◆ **Task inputs**:
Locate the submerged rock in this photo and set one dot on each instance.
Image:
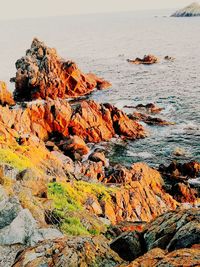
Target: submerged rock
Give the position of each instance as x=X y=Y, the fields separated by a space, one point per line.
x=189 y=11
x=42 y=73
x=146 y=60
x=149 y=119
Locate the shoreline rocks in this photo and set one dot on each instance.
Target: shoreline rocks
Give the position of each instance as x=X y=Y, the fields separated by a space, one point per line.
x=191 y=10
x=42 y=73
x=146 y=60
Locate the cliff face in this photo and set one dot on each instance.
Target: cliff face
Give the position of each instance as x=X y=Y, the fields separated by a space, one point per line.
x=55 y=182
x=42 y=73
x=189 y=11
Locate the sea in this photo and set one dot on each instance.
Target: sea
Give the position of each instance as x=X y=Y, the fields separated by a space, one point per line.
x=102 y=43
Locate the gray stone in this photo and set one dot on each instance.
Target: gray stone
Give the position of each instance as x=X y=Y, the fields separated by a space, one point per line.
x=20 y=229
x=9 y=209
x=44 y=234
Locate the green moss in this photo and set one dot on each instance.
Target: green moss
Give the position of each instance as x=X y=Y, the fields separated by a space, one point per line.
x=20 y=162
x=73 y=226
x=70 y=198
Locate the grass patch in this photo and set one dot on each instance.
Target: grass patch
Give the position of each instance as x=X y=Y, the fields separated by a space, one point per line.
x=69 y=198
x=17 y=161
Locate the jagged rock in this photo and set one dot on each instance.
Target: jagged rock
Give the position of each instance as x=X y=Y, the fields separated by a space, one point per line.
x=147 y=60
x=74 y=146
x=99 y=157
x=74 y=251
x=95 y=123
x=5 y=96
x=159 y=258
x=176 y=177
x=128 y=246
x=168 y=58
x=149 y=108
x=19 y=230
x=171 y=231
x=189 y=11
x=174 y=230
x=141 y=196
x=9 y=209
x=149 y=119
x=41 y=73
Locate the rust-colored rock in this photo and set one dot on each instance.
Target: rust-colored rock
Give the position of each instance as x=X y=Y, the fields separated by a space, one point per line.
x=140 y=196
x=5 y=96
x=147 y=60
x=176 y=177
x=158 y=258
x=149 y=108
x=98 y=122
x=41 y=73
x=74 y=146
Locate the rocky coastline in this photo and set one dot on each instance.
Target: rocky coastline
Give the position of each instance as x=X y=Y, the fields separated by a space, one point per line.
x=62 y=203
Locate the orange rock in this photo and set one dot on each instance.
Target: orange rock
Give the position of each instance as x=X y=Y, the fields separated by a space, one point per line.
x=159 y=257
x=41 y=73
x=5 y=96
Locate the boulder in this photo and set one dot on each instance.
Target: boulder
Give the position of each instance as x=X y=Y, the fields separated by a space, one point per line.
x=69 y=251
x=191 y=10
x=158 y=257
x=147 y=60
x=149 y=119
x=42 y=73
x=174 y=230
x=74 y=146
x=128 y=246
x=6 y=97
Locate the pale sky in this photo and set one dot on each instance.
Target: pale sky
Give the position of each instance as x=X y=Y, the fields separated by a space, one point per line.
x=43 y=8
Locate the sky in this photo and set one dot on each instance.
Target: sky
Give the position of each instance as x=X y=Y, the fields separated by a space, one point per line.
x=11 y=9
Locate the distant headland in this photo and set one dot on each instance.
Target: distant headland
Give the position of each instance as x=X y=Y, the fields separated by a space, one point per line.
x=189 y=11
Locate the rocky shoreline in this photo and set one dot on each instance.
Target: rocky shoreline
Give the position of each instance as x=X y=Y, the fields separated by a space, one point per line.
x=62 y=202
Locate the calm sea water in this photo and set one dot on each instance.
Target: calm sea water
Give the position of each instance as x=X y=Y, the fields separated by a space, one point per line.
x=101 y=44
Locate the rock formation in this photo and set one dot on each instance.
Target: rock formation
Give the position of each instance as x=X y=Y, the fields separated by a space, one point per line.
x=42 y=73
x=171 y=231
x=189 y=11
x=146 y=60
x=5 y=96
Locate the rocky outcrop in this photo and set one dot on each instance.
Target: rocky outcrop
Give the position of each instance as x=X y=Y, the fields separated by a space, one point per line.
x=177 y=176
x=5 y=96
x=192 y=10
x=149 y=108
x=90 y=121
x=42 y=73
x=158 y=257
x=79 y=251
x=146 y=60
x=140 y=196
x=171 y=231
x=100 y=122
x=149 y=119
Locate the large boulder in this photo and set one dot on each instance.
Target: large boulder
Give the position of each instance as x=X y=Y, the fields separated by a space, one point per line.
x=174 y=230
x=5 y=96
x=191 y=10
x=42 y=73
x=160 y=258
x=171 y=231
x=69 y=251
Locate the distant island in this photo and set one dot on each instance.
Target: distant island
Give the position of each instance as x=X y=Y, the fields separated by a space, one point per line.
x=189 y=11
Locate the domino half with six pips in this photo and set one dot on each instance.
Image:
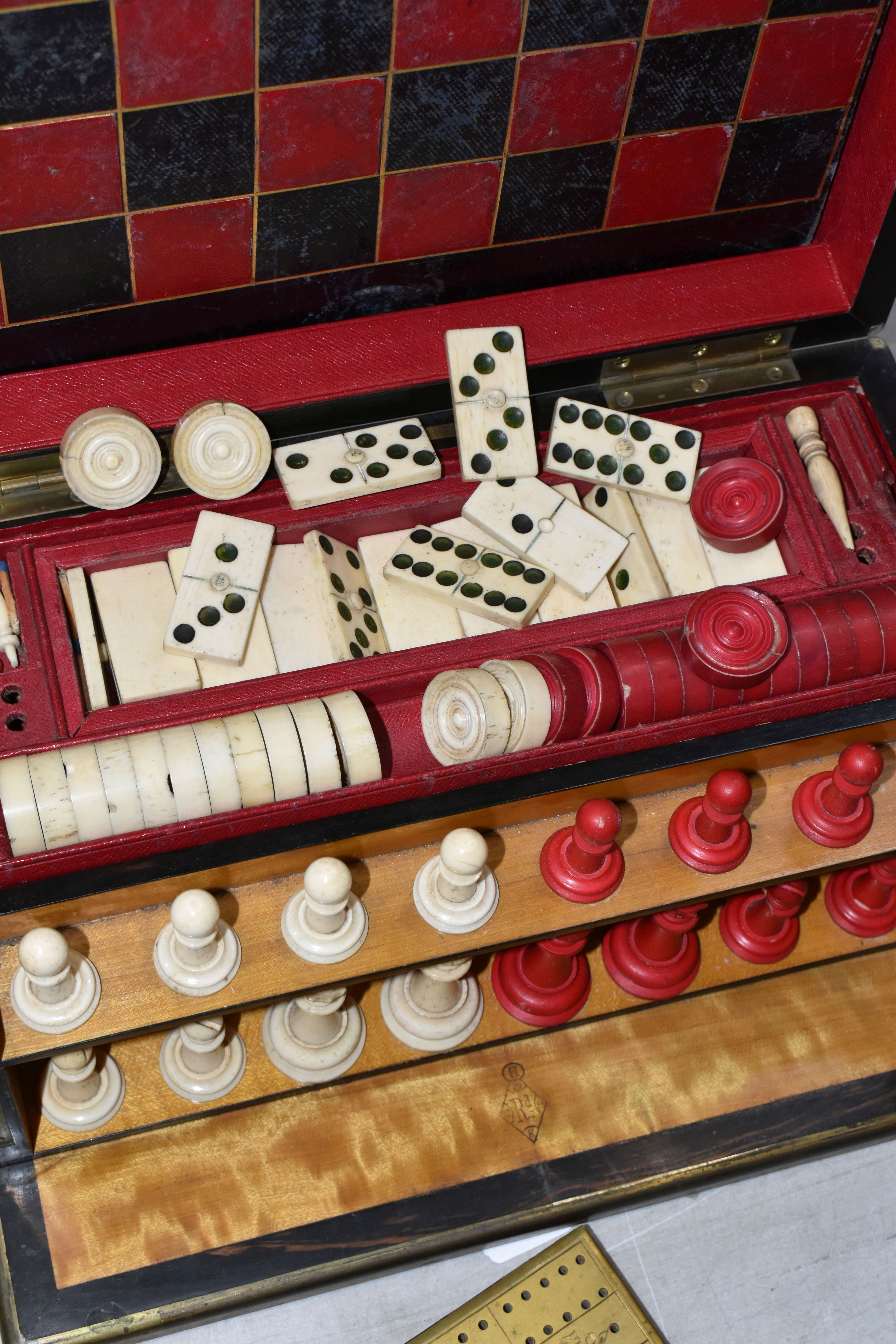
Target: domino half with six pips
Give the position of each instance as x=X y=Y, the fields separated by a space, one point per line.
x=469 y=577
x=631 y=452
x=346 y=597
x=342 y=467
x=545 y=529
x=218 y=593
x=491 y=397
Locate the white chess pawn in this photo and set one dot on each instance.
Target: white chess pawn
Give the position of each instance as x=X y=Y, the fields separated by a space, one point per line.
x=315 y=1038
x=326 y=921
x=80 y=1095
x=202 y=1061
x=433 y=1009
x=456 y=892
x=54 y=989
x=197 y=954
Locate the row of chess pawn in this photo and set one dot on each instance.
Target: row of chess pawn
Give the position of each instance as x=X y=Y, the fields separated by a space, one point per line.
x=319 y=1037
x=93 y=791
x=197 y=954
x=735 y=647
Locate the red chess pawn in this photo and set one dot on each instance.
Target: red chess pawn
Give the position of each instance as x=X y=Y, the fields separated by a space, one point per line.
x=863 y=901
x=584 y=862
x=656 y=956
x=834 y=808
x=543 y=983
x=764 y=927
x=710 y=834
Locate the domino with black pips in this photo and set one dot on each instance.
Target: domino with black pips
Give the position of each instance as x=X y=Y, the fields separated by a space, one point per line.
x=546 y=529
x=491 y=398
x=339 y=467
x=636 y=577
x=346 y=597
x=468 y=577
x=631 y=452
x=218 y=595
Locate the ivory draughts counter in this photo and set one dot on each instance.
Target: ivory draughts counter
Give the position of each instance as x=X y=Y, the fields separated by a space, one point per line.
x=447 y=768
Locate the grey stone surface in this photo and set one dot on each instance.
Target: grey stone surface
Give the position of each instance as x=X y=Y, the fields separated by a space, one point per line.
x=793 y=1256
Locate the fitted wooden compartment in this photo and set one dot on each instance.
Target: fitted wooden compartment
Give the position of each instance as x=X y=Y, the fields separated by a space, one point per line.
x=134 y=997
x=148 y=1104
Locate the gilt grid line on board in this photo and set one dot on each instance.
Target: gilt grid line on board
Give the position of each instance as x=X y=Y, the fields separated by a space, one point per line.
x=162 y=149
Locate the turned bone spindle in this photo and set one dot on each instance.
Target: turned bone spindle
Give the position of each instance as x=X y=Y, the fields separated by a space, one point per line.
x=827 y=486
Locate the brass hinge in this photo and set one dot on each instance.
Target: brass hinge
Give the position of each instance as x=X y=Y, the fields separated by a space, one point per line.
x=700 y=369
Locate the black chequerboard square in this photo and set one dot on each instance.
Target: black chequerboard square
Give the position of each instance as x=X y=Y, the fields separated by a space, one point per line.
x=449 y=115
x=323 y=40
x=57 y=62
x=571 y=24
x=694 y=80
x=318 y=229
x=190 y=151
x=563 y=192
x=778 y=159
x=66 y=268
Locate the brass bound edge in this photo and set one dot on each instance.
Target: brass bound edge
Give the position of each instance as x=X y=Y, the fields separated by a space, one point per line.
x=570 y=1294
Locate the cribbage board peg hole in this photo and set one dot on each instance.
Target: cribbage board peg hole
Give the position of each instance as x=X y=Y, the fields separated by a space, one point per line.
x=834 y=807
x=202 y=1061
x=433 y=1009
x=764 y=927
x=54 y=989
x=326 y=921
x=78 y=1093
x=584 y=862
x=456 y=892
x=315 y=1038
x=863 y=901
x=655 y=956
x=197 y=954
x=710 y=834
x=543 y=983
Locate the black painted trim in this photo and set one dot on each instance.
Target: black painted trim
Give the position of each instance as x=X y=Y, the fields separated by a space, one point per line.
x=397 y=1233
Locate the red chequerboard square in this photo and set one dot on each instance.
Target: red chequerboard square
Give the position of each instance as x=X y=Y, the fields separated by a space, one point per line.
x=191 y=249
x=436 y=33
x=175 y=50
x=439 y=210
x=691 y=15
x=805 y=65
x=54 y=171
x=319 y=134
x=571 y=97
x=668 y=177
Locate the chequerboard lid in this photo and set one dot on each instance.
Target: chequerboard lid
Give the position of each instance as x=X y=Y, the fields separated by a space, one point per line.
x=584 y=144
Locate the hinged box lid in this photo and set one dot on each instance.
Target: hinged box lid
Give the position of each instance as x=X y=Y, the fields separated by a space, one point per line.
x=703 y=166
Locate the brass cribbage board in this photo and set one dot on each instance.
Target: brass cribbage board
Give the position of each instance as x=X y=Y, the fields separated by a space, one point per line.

◆ **Set problem**:
How would you render the stretch of lines from the one containing "Locate the turned" through the one containing "x=668 y=177", inclusive, as a JSON list of strings with one string per line and blank lines omitted?

◆ **Expected answer**:
[
  "Locate the turned bone spindle in this photo and set one dot on each instance.",
  "Target: turned bone spindle",
  "Give the position of each instance as x=X y=Y, the fields separated by a space, one point per line.",
  "x=827 y=486",
  "Locate the brass hinge in this photo and set one dot on each instance.",
  "Target: brass hinge",
  "Give the position of each instance as x=X y=Y, the fields separated by a space, one point per line.",
  "x=700 y=369",
  "Locate the black chequerboard square in this photo and set one dot on each instance.",
  "Target: black chequerboard square",
  "Give the position of each instance as x=X y=Y, the fields separated by a space, one point per line.",
  "x=449 y=115",
  "x=323 y=40",
  "x=57 y=62",
  "x=571 y=24",
  "x=694 y=80",
  "x=318 y=229",
  "x=190 y=151",
  "x=563 y=192",
  "x=778 y=159",
  "x=66 y=268",
  "Locate the brass bound edge in this photo and set one dot on each instance.",
  "Target: brass bound edge",
  "Give the position of each instance as x=X y=Y, the fields separated by a space, one point per line.",
  "x=570 y=1294",
  "Locate the cribbage board peg hole in this photo and set one dot on each instance.",
  "Target: cribbage board peg hole",
  "Give the position of each instance as x=X y=Y, the fields separated by a space, one point per line.",
  "x=834 y=807",
  "x=202 y=1061",
  "x=433 y=1009",
  "x=764 y=927",
  "x=54 y=989",
  "x=326 y=921",
  "x=78 y=1093",
  "x=584 y=862",
  "x=456 y=892",
  "x=315 y=1038",
  "x=863 y=901",
  "x=655 y=956",
  "x=197 y=954",
  "x=710 y=834",
  "x=543 y=983",
  "Locate the black painted trim in this photo and set one dot on each instance.",
  "Target: black painted trim",
  "Give the position of each instance as x=X y=Y, the fields separated by a space, one point per line.",
  "x=397 y=1233",
  "Locate the red chequerboard square in this photo and set one dot on each instance.",
  "Target: red chequerboard square",
  "Give the position of each instance as x=X y=Y, the fields separated by a space, one point per line.",
  "x=191 y=249",
  "x=436 y=33",
  "x=175 y=50",
  "x=439 y=210",
  "x=691 y=15",
  "x=805 y=65",
  "x=54 y=171",
  "x=319 y=134",
  "x=571 y=97",
  "x=668 y=177"
]